---------- Exercise input
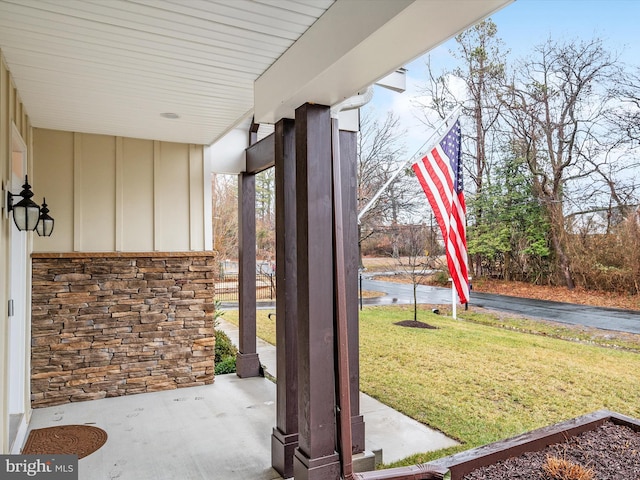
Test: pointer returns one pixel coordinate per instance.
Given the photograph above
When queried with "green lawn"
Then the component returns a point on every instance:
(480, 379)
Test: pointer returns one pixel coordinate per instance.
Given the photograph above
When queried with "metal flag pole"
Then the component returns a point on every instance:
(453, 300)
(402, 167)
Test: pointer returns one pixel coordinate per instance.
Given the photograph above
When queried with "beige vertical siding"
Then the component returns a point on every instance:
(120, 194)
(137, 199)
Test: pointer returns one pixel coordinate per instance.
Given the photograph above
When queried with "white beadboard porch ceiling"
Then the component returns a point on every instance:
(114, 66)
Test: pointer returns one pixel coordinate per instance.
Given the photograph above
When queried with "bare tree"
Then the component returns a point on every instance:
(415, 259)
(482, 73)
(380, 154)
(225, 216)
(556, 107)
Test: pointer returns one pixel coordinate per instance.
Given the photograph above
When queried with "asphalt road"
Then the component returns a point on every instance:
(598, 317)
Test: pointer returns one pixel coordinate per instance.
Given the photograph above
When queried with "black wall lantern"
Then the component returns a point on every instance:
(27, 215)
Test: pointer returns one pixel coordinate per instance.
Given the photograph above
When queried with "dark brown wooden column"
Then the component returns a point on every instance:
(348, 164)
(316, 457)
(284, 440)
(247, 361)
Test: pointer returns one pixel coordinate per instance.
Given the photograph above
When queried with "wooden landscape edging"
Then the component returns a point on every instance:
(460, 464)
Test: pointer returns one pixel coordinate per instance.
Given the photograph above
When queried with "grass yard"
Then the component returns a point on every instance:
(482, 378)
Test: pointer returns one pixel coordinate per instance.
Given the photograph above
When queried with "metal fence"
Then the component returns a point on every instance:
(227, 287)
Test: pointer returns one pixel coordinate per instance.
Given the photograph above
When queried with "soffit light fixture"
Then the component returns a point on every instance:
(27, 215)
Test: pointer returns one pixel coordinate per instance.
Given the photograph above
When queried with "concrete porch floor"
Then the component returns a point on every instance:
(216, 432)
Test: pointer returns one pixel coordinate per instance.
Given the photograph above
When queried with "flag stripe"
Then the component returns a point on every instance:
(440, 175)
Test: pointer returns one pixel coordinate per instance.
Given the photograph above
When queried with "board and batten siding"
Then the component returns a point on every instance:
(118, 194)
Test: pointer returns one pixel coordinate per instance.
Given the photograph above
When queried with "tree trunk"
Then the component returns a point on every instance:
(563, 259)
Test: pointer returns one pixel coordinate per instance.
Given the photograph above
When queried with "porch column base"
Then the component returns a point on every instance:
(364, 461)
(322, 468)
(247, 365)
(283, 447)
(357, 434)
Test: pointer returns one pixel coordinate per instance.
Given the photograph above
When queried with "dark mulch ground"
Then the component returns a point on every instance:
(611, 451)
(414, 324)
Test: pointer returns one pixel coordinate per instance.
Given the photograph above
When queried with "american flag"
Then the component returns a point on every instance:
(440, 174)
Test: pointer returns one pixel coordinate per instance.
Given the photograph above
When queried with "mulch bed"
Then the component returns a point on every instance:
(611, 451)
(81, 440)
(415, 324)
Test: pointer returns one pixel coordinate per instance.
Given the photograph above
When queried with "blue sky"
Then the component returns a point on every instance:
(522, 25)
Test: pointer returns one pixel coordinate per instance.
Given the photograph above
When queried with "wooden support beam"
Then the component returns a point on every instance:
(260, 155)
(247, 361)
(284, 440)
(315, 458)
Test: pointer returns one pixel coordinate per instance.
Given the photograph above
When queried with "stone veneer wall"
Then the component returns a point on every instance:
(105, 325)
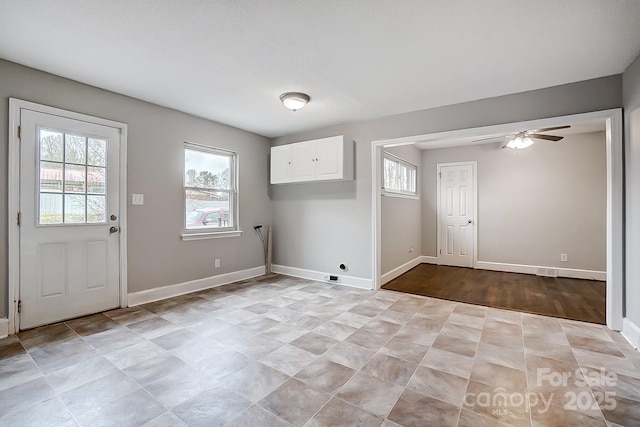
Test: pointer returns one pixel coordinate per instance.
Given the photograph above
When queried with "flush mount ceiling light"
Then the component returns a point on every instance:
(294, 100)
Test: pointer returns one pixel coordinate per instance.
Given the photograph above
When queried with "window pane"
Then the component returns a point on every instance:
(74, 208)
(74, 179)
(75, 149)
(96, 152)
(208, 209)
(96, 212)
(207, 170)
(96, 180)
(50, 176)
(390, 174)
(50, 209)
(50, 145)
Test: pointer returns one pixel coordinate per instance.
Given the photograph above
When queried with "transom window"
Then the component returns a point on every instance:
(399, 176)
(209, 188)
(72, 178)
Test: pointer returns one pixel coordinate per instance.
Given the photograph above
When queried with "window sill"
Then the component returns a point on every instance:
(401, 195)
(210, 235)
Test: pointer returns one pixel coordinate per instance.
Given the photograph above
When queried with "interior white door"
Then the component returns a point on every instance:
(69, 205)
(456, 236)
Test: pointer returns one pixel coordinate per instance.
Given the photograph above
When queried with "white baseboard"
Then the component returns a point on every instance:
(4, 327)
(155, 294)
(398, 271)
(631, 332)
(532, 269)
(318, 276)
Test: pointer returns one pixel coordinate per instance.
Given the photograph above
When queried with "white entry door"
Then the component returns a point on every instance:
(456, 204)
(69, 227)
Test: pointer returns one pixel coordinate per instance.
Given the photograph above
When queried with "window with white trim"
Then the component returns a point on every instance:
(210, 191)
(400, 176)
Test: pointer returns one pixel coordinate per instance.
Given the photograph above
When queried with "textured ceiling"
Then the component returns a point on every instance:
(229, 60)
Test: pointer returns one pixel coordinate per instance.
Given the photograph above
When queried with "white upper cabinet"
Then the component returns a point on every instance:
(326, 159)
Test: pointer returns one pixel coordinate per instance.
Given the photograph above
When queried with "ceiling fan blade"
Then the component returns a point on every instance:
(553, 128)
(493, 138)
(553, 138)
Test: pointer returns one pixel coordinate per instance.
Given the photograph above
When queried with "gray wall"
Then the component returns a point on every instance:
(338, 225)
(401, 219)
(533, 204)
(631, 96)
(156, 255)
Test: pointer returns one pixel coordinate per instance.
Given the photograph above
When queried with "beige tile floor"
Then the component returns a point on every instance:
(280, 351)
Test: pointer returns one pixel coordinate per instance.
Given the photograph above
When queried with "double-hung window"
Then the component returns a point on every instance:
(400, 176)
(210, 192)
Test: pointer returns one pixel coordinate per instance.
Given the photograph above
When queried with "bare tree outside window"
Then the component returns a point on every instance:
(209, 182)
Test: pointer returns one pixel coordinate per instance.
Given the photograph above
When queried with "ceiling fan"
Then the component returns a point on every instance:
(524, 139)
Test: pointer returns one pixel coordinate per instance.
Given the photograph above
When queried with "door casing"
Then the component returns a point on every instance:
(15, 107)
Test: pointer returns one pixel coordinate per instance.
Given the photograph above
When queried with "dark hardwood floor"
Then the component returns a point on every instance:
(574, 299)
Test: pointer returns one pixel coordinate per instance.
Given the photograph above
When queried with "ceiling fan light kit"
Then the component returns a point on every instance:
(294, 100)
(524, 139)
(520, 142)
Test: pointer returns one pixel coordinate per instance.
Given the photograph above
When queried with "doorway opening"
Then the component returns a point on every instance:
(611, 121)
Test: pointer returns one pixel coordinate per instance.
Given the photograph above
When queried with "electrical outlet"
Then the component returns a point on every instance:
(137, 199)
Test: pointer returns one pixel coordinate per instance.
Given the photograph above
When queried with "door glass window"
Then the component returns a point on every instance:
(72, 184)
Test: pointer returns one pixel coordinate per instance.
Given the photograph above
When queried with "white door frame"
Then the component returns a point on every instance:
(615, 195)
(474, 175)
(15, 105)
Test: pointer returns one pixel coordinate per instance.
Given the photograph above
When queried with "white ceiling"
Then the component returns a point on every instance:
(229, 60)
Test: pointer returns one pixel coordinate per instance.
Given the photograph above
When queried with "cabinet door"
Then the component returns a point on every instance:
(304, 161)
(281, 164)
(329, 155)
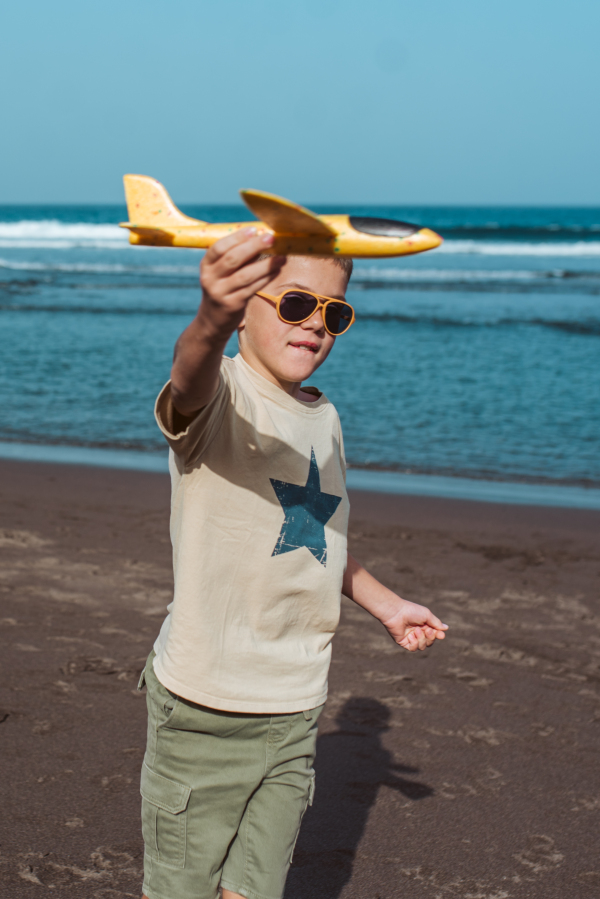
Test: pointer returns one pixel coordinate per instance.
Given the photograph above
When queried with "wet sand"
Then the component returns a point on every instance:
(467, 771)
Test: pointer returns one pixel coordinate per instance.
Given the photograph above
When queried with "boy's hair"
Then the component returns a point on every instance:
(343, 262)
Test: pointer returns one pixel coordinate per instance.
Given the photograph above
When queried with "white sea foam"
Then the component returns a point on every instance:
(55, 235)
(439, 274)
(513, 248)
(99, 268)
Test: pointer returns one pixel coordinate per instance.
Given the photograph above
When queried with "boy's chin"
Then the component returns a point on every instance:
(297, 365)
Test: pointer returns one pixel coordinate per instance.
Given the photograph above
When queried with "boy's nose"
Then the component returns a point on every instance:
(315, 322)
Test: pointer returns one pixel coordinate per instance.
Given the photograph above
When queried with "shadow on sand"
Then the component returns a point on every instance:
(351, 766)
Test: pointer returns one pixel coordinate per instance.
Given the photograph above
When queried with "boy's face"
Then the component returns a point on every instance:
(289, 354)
--------------------
### Problem to solve:
Please list every line of the rows above that contains the word "metal", matching case exactly.

### Written answer:
When queried with "metal flag pole"
When queried with "metal fence"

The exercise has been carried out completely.